■ Texte à lire ■
L’action d’éducation permanente en Belgique francophone est un fil conducteur qui traverse l’ensemble des secteurs du socioculturel : Éducation permanente, Centres Culturels, Bibliothèques, Centres d’Expression et de Créativité, Jeunesse… À mi-chemin entre le culturel et le social, le socioculturel a un rôle social et politique. Il travaille sur une visée d’émancipation, une visée de transformation de la société et une participation de publics librement associés.
Au sein de ce vaste secteur socioculturel, l’Éducation permanente, c’est quelque 280 associations reconnues et subventionnées [1] pour favoriser et développer avec leurs publics une prise de conscience des réalités de la société leur permettant de développer des capacités d’analyse et des attitudes de responsabilité pour s’engager activement dans la société à transformer.

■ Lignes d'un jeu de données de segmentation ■
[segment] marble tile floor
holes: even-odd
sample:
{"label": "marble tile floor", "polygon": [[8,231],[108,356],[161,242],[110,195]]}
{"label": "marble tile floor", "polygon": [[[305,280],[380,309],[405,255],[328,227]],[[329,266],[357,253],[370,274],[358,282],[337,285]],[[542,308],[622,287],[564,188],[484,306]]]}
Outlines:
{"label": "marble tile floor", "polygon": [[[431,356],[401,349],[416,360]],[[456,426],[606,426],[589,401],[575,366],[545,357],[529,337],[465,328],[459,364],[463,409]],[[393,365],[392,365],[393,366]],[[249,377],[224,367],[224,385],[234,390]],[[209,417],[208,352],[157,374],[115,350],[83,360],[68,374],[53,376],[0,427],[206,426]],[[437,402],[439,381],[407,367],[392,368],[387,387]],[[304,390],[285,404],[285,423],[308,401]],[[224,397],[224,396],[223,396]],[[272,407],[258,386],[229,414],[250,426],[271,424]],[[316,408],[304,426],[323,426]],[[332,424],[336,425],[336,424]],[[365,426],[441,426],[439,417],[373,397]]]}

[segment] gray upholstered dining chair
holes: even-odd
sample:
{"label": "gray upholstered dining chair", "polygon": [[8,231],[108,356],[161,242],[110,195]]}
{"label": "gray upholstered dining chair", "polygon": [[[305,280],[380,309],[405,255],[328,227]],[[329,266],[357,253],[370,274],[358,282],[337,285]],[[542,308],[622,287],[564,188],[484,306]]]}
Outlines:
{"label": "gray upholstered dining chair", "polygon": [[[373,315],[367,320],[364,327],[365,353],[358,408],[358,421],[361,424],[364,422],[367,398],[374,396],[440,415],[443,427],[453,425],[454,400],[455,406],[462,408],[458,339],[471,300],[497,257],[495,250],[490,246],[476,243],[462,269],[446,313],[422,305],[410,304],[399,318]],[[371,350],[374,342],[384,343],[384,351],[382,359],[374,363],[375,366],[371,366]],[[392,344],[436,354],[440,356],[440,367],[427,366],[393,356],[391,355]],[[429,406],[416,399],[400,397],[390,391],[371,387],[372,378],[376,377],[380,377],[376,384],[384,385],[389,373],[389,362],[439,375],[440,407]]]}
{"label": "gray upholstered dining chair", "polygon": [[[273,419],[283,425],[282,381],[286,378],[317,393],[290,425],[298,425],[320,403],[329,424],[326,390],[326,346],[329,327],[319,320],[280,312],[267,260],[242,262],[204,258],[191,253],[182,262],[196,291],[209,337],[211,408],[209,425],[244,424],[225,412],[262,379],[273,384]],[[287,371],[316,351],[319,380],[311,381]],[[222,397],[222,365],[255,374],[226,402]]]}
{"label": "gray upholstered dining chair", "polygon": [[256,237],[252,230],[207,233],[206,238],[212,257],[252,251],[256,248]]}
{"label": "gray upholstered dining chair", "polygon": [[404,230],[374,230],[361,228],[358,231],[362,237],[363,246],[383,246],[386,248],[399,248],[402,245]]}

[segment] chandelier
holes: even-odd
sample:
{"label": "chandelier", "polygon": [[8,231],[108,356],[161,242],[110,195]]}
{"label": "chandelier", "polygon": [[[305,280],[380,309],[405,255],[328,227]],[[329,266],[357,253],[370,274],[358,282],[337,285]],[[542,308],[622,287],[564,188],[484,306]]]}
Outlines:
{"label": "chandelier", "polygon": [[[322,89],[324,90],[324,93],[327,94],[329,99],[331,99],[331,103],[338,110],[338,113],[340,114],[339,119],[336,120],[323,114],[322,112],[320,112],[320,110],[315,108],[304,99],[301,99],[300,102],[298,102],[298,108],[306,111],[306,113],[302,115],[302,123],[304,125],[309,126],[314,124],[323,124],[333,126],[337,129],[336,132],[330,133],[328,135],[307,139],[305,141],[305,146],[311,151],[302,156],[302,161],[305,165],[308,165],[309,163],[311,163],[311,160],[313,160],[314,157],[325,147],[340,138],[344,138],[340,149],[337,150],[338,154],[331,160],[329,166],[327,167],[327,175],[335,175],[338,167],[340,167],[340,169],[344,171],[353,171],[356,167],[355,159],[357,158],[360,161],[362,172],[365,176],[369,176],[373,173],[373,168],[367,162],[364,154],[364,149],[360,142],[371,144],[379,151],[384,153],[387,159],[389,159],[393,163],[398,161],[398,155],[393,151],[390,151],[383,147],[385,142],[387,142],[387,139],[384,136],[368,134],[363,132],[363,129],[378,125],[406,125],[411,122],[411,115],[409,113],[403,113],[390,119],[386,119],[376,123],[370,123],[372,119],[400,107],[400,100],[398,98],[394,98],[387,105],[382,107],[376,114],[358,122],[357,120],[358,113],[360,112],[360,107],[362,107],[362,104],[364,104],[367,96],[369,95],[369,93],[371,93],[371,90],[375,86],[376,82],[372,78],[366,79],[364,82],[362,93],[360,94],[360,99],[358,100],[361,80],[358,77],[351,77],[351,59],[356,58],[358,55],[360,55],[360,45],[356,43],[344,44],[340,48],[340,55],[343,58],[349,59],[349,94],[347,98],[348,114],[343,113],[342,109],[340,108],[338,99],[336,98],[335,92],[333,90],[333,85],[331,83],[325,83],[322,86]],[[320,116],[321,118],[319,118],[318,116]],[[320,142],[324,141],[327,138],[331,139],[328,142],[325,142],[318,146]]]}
* * *
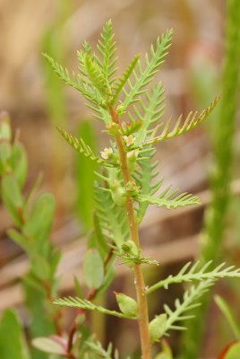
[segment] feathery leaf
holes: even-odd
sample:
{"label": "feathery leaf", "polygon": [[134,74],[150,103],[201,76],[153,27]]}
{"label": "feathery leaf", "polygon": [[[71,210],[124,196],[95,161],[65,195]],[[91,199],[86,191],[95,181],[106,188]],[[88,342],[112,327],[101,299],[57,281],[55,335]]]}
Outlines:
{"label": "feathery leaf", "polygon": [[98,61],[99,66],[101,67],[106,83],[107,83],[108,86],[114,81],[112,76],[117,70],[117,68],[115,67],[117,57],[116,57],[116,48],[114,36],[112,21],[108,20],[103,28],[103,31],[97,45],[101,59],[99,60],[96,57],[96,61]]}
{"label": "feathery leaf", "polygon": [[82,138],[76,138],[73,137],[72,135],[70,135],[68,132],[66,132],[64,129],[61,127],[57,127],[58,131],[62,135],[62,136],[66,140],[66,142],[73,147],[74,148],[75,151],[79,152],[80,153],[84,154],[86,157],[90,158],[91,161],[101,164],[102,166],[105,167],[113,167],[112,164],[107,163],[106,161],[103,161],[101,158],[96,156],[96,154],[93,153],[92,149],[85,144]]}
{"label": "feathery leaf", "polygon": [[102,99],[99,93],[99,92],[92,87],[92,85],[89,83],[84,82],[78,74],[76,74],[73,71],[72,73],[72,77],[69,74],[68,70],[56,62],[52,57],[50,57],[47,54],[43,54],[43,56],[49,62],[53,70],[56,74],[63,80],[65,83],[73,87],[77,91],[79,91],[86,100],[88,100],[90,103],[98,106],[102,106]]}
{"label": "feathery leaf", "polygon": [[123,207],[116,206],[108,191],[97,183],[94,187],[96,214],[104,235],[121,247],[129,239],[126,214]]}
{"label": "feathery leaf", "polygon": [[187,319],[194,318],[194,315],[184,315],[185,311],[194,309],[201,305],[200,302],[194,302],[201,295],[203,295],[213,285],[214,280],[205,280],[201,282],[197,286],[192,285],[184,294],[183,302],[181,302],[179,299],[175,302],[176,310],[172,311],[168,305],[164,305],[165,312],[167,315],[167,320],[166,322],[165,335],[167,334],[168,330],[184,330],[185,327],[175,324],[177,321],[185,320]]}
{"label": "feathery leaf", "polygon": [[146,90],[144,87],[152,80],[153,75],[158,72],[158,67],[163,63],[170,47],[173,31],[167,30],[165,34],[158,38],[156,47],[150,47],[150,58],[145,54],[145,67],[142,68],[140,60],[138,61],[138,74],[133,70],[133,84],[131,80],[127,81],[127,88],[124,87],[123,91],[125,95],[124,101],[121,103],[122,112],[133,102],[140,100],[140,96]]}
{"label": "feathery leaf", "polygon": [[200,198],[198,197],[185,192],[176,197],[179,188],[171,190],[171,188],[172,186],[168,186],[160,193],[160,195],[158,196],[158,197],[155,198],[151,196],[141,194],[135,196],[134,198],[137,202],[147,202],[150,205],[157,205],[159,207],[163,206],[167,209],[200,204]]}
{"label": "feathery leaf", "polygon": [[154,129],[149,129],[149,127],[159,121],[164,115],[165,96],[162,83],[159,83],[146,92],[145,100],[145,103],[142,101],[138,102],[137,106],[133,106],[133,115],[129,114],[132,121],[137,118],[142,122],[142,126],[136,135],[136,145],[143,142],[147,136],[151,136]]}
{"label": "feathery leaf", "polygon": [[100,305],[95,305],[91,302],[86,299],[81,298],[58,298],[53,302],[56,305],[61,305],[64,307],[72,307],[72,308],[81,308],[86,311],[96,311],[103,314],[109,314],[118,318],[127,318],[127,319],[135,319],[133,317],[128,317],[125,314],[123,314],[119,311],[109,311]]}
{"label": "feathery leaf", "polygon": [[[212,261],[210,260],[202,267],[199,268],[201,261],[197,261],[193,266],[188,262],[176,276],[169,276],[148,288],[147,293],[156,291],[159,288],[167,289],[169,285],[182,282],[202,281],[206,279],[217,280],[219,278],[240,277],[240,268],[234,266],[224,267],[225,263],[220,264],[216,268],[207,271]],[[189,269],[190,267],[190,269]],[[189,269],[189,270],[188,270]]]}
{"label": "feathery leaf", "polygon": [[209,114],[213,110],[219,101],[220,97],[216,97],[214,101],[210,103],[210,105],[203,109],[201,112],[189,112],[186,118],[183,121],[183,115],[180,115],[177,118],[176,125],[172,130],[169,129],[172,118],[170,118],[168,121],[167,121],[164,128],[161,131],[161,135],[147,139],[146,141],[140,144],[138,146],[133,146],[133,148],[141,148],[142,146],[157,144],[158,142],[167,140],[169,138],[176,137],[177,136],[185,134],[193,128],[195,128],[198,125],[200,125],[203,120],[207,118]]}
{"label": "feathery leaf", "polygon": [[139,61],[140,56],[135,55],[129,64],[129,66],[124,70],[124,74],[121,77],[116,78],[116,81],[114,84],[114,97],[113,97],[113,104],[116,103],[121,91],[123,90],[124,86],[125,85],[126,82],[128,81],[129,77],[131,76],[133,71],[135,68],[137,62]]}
* * *
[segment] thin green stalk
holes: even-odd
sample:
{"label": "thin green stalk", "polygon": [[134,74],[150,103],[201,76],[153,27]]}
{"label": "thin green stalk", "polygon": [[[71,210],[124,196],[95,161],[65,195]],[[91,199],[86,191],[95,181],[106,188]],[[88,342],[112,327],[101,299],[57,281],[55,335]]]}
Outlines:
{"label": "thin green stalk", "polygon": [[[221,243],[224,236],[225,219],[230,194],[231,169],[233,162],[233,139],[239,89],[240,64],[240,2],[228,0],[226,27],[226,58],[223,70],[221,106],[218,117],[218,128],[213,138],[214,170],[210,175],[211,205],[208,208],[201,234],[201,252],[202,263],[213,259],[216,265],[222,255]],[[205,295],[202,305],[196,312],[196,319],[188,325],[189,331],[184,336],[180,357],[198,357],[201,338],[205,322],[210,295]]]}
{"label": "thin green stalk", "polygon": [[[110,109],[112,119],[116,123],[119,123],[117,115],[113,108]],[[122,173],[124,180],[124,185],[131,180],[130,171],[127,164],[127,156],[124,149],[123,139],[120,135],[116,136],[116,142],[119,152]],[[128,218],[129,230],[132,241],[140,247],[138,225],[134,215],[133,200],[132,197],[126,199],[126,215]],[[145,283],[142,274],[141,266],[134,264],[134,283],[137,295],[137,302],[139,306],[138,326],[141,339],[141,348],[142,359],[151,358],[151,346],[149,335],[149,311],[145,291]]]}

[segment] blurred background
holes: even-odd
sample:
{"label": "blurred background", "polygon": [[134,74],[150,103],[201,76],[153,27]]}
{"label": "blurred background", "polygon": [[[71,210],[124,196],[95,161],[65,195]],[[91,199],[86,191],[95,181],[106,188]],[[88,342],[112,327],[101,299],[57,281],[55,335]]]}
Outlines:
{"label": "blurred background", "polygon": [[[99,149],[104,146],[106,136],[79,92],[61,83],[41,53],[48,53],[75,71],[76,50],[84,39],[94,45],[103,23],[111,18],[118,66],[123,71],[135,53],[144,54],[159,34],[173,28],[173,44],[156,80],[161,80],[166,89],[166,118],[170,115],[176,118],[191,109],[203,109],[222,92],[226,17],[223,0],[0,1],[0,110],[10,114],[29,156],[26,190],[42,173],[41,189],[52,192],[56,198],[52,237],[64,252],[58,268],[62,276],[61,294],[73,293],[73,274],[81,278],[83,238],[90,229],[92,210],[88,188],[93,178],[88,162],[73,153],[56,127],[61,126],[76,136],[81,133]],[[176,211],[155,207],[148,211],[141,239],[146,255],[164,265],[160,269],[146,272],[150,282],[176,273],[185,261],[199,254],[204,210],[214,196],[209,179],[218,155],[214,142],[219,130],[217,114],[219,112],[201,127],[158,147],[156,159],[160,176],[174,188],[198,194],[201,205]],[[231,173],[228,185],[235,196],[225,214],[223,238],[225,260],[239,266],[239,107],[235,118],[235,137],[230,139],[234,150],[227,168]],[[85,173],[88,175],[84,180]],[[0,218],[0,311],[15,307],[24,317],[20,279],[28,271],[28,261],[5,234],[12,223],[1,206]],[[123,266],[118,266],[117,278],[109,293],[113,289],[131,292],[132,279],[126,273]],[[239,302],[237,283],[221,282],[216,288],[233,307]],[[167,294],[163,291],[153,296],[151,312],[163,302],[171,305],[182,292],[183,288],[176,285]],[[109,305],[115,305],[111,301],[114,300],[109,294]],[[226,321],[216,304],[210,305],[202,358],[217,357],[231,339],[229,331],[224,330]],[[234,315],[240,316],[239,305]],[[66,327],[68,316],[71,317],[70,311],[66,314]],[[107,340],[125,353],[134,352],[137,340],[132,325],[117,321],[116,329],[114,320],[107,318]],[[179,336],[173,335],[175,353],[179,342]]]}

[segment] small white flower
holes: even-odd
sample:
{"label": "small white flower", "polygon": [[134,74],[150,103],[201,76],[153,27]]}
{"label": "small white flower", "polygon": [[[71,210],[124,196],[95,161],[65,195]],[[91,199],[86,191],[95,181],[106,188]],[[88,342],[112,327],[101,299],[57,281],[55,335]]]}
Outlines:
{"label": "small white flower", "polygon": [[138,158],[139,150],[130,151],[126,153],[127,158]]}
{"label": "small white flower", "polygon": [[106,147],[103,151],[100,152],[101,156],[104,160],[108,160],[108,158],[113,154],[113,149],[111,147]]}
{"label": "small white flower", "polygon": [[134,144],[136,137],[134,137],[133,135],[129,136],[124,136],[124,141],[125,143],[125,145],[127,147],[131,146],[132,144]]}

■ Consignes ■
- A) Selon le texte à lire, combien d'associations reconnues et subventionnées compte l'Éducation permanente ?
- B) Énumérez les secteurs du socioculturel cités dans le texte à lire.
- C) Recopiez le texte à lire depuis « L’action d’éducation permanente » jusqu'à « publics librement associés. ».

■ Réponses successives ■
- A) Quelque 280 associations.

- B)
- Éducation permanente
- Centres Culturels
- Bibliothèques
- Centres d'Expression et de Créativité
- Jeunesse

- C)
L’action d’éducation permanente en Belgique francophone est un fil conducteur qui traverse l’ensemble des secteurs du socioculturel : Éducation permanente, Centres Culturels, Bibliothèques, Centres d’Expression et de Créativité, Jeunesse… À mi-chemin entre le culturel et le social, le socioculturel a un rôle social et politique. Il travaille sur une visée d’émancipation, une visée de transformation de la société et une participation de publics librement associés.